_Requirement a_. Reproduce the rows below word for word, starting at the first row and ending with the line that contains "[(983, 484)]", with both ends included. Leave the picture out of your answer.

_Document text_.
Mikee’s Musings: On Promises and Commitment

Promises and Commitment. Why?

I have been bugged on this for weeks actually. Someone told me: when you don’t promise and do what you promised, you don’t have a sense of commitment.

Like how? How can a person lack a sense of commitment just because he/she choose to not make promises?

Can anyone, please share some thoughts about this and enlighten me?

Personally I am not fond of making promises coz I believe if someone wants to do something, you really don’t have to wait to make it happen.

But having said that, I don’t mean I don’t make promises myself. I have in the past, but I personally don’t like making promises because it also can hurt and disappoint people.. Especially when you can’t fulfill your promises because of some circumstances and the people we usually make promises to are the people we love and care for the most.

It is also not about being burnt in the past, too mind you. There were people in the past who made me promises of this and that and those but none of them happened and it does hurt… That’s why instead of making a promise, I’d rather do it coz I know how it feels…

What just bothered me is how can someone lack the sense of commitment?

_Material supplied_.
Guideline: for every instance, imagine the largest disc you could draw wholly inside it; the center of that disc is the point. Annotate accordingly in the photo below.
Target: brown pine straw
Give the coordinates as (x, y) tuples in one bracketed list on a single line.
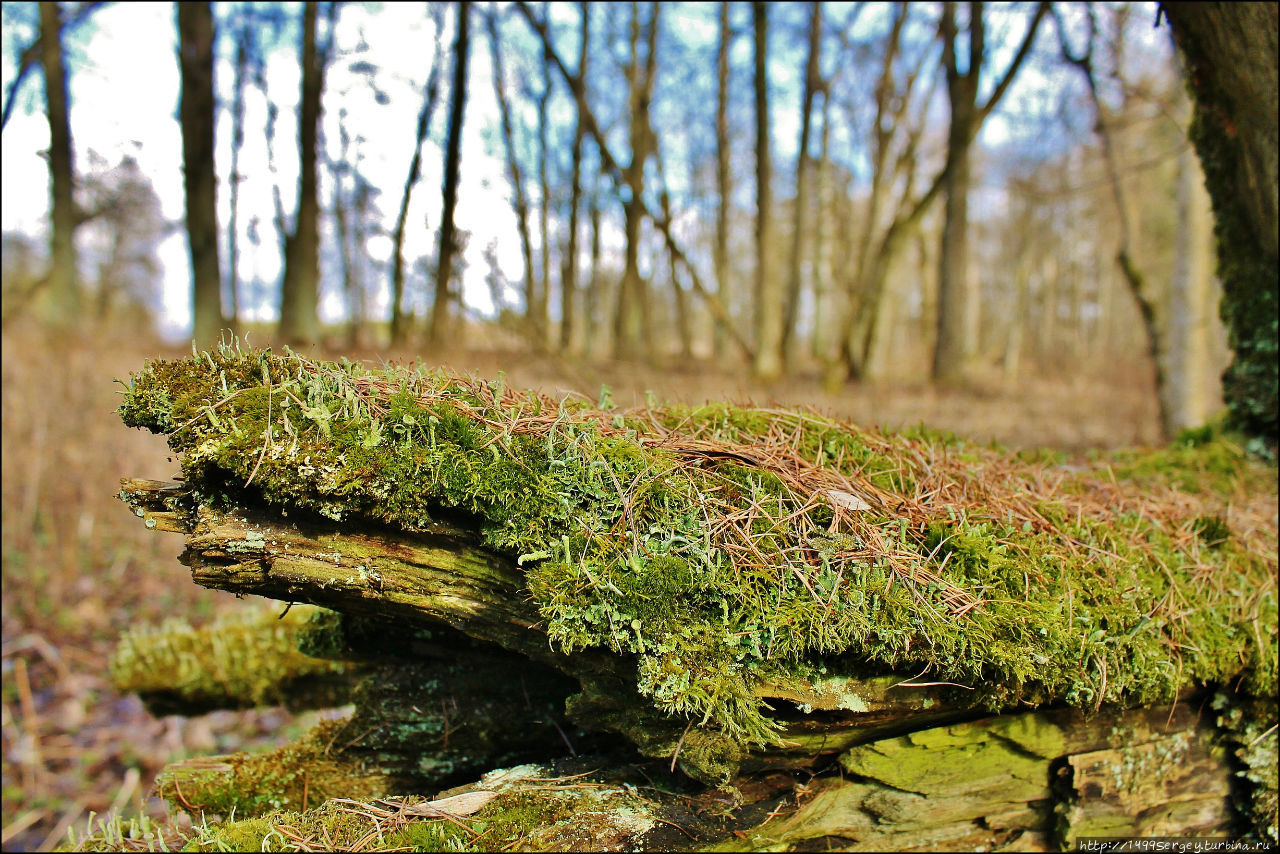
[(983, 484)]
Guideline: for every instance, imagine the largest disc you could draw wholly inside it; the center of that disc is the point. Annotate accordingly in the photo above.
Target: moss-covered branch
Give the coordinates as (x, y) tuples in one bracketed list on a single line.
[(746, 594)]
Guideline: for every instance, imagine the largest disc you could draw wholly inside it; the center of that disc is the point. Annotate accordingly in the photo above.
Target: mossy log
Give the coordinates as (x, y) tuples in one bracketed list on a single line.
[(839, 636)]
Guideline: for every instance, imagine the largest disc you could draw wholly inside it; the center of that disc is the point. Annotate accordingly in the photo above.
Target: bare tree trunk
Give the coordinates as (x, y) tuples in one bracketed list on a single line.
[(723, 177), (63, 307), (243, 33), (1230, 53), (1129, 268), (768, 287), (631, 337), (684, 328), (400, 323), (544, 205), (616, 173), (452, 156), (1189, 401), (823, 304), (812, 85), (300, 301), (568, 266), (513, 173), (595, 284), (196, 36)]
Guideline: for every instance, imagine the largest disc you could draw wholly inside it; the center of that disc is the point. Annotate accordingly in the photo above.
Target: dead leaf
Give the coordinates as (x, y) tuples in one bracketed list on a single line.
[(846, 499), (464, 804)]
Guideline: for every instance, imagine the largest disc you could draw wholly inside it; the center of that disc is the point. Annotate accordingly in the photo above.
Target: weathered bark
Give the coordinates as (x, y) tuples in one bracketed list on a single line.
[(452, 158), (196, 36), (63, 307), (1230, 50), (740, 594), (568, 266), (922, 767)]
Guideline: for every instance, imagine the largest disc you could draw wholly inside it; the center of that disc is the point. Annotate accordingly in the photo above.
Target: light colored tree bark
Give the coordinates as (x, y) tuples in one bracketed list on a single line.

_Requirement b_. From the post on promises and commitment above, copy verbatim the part that opens with the words containing "Promises and Commitment." and closes with "sense of commitment.".

_Right answer a_.
Guideline: for every instance, imagine the largest disc you could draw wholly inside it; the center of that disc is the point. Annotate accordingly in the photo below.
Target: brown pine straw
Give the coordinates as (x, y) tuples in one bracketed list on a single line.
[(983, 484)]

_Right answer b_.
Promises and Commitment. Why?

I have been bugged on this for weeks actually. Someone told me: when you don’t promise and do what you promised, you don’t have a sense of commitment.